The required output is the line with "If you don't mind, please tell me where the bus side" and each line that follows it to the end of the entries below, copied exactly and with nothing added.

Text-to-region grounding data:
- - - - -
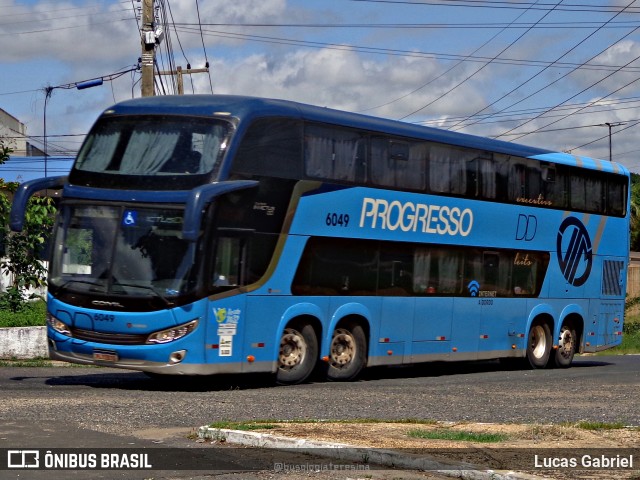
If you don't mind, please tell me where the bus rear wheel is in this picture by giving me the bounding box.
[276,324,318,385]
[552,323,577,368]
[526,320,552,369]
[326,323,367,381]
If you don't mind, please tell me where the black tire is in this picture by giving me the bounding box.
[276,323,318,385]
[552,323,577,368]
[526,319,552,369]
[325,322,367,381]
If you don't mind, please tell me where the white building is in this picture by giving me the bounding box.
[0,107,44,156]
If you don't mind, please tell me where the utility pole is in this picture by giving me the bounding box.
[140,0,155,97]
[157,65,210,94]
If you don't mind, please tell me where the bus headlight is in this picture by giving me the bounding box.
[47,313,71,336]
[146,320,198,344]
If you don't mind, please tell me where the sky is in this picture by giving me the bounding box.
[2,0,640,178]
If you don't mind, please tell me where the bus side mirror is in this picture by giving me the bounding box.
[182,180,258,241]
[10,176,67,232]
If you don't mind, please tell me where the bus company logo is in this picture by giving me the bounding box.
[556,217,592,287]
- - - - -
* ANSWER SECTION
If you don't mind, please tell me where the bus side mirror is in this picture by giving me the bounding box.
[182,180,258,241]
[10,176,67,232]
If you don't mind, please tell me where the bus company logo is in this picture by giving me the bounding box.
[556,217,592,287]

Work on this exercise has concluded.